§ What needs to be done:
Your answer must consist solely of the line containing "sky in the image above." and all subsequent lines through the end of the entries, reproduced exactly.

(Records drawn from a dataset)

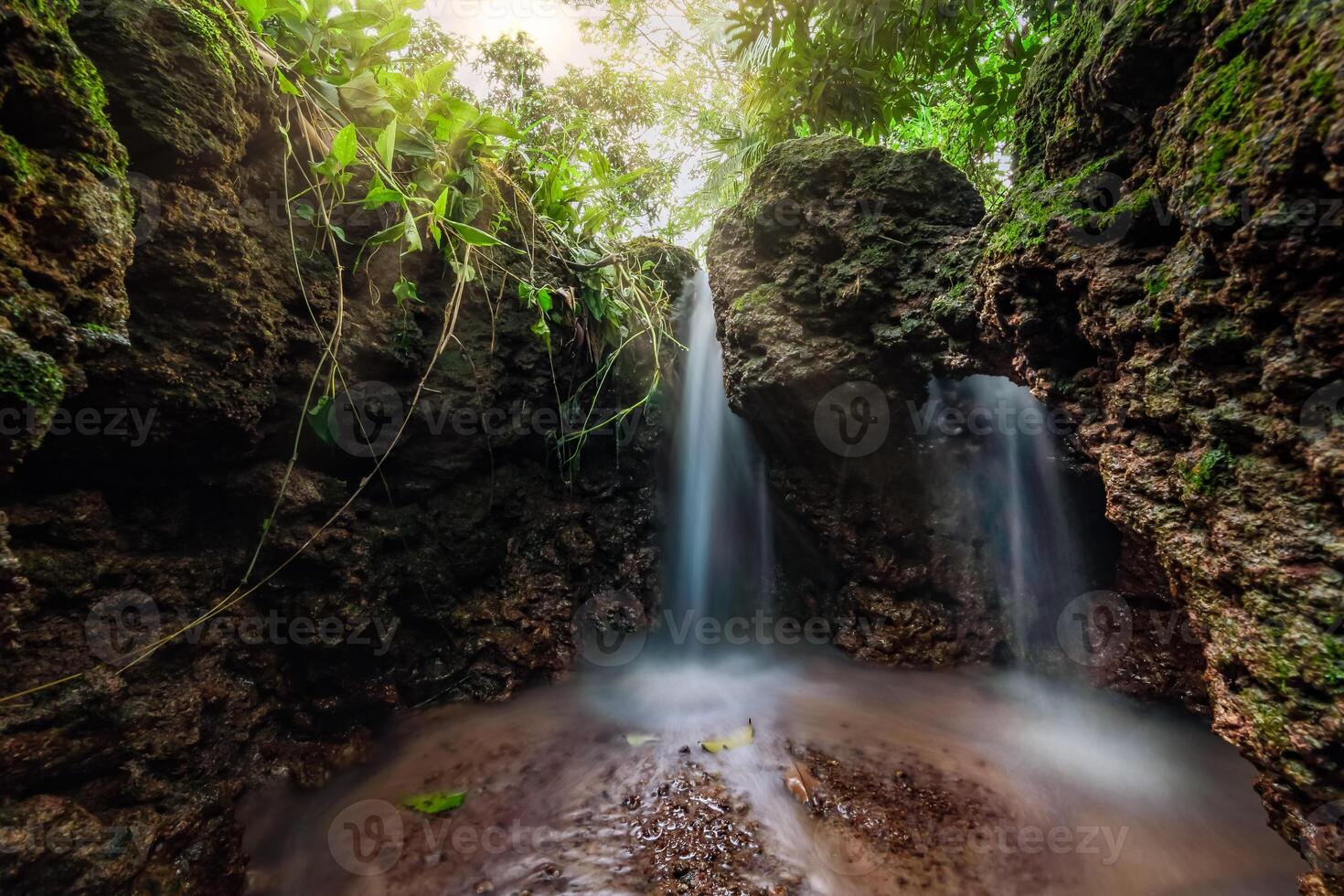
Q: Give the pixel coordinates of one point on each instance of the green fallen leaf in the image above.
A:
(740, 738)
(319, 418)
(436, 802)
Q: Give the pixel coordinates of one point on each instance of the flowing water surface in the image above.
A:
(852, 781)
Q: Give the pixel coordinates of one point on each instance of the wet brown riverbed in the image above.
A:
(857, 782)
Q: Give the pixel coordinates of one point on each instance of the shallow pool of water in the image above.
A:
(933, 782)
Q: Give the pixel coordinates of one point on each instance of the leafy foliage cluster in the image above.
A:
(379, 123)
(910, 74)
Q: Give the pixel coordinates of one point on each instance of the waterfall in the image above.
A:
(1026, 508)
(720, 539)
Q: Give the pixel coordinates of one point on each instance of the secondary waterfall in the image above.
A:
(720, 555)
(1029, 513)
(946, 784)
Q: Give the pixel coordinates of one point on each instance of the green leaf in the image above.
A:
(379, 195)
(413, 240)
(542, 332)
(640, 739)
(390, 235)
(319, 418)
(256, 10)
(475, 237)
(346, 146)
(738, 739)
(436, 802)
(388, 144)
(405, 292)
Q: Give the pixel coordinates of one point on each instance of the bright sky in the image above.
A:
(552, 25)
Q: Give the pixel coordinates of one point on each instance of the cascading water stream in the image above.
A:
(597, 784)
(720, 539)
(1027, 511)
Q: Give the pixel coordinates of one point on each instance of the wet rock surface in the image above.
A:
(1166, 272)
(453, 574)
(839, 268)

§ Solution for this exercise:
Q: Give the pixel coordinates of one point on each instance of the bright sky in the image above.
A:
(552, 25)
Q: Give the pixel coordinates of one point on each instance of the cascading water stream in the image above.
A:
(597, 784)
(720, 539)
(1027, 511)
Q: Give the pixel coordinates of one point on each instance of the wet rock surface in the image above.
A:
(1166, 272)
(453, 574)
(839, 268)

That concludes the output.